Start of Block

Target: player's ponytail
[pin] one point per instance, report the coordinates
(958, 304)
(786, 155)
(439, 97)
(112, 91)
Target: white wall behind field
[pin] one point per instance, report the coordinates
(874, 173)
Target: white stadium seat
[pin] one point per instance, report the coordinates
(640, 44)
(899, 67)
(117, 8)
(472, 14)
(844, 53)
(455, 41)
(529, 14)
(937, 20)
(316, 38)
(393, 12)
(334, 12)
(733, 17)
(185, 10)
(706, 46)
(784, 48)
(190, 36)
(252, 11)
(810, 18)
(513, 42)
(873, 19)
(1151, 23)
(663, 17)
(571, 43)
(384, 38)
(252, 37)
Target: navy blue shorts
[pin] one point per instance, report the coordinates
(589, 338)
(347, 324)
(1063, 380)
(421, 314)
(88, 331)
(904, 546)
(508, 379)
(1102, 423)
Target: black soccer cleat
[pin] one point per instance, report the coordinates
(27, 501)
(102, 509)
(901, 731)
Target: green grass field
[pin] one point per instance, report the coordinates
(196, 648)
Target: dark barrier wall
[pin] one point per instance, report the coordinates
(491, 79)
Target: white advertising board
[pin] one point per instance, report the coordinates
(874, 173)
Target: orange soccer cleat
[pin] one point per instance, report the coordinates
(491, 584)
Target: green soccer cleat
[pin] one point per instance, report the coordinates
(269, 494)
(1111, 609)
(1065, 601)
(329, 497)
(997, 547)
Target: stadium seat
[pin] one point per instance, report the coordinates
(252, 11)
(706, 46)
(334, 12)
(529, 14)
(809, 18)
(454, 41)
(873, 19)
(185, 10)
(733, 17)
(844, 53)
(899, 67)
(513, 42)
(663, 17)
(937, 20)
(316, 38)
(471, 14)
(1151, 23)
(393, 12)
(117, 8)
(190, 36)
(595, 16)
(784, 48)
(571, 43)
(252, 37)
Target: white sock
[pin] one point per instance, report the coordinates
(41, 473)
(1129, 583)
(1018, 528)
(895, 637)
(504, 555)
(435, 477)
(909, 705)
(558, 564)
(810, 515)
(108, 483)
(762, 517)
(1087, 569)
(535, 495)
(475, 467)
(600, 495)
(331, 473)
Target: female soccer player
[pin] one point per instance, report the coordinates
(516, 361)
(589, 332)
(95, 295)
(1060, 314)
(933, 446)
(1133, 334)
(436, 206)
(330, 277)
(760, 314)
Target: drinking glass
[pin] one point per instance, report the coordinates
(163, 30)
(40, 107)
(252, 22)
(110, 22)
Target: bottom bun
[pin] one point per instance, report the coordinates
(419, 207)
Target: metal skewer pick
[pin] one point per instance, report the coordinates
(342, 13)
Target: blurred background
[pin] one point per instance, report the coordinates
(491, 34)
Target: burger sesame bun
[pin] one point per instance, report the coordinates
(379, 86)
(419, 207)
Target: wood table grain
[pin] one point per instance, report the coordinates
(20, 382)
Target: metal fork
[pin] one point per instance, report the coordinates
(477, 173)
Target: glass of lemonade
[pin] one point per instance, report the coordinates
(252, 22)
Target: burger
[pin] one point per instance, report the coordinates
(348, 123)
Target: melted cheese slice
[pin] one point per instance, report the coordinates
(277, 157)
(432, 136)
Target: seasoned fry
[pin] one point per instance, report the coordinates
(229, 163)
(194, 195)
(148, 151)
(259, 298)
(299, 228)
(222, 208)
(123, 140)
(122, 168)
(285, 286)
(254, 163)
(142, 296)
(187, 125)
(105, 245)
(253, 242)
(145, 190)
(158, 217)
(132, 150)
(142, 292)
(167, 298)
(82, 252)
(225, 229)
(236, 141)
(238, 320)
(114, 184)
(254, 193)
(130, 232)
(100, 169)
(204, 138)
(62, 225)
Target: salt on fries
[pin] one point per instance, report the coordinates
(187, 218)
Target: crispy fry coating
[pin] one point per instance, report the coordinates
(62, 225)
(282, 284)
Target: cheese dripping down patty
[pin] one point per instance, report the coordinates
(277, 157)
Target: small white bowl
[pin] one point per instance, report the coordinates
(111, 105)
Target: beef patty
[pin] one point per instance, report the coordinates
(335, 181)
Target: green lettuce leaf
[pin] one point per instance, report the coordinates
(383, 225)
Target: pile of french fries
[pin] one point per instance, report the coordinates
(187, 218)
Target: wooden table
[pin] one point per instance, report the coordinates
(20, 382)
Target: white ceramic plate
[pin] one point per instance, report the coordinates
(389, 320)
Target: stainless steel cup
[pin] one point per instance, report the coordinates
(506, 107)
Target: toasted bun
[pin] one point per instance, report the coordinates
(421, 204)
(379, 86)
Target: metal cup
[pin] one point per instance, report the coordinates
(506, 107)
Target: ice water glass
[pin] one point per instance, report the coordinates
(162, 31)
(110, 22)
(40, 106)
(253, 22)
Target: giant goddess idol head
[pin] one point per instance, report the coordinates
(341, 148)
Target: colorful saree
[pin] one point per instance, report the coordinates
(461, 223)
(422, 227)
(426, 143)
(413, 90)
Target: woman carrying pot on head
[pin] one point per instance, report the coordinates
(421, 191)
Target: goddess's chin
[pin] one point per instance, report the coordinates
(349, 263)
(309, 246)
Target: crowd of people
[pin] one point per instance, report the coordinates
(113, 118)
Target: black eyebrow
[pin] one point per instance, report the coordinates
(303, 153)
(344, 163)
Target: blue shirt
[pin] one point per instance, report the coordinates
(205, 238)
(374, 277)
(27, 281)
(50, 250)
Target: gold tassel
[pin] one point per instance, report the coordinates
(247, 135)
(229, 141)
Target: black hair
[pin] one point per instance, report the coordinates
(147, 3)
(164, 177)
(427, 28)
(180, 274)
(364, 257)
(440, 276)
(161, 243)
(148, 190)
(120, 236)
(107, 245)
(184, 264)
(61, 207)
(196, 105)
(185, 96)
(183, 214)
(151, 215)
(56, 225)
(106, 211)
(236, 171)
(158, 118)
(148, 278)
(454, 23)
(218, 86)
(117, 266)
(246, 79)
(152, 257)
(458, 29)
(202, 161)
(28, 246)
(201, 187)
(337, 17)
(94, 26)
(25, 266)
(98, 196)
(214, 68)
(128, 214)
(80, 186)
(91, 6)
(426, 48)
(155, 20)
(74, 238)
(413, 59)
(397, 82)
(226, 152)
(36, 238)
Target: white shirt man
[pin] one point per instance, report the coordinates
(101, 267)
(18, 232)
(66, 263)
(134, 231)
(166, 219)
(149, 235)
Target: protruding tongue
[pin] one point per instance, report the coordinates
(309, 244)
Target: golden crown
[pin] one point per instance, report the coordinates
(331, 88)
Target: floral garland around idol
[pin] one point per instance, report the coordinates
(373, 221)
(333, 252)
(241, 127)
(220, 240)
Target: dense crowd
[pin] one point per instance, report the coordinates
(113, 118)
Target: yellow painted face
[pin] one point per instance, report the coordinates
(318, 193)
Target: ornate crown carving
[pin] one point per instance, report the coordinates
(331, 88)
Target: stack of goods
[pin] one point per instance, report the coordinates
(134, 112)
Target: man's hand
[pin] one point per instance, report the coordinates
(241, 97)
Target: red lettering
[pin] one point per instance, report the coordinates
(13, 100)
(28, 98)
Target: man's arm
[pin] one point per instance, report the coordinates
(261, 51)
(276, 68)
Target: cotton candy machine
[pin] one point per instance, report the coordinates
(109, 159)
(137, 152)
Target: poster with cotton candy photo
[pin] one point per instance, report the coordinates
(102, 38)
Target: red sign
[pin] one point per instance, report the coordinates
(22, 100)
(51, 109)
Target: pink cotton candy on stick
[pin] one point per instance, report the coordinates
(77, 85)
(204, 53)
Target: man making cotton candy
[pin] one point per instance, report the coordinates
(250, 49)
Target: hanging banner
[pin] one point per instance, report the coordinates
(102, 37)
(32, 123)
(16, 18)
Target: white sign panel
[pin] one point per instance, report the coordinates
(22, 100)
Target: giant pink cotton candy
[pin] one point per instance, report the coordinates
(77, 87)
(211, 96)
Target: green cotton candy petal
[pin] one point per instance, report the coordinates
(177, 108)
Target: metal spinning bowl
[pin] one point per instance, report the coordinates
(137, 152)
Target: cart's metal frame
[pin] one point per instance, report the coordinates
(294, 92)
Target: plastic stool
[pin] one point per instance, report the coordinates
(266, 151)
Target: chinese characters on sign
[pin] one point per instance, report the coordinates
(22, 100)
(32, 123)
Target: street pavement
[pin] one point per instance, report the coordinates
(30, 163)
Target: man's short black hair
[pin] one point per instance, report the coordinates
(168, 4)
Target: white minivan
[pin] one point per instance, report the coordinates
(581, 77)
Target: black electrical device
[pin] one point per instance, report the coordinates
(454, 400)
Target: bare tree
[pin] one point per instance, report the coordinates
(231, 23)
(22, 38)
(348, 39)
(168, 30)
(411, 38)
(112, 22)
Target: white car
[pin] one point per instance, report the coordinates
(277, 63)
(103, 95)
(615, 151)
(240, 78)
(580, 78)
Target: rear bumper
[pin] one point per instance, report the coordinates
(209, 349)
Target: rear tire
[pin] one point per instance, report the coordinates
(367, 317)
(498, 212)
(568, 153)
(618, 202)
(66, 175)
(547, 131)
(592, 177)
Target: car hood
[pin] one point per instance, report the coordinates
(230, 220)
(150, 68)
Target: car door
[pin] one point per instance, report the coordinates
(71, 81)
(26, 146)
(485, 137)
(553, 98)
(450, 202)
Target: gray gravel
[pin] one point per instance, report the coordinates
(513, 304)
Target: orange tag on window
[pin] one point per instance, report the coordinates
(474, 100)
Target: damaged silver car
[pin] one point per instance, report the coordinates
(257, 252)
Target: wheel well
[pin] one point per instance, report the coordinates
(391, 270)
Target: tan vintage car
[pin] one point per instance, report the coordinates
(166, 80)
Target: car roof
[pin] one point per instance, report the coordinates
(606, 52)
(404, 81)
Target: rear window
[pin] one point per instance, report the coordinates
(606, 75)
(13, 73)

End of Block

• Your goal: Determine how many lines in the listing above hold the word "fries", and reply with that number only.

• Completed task: 2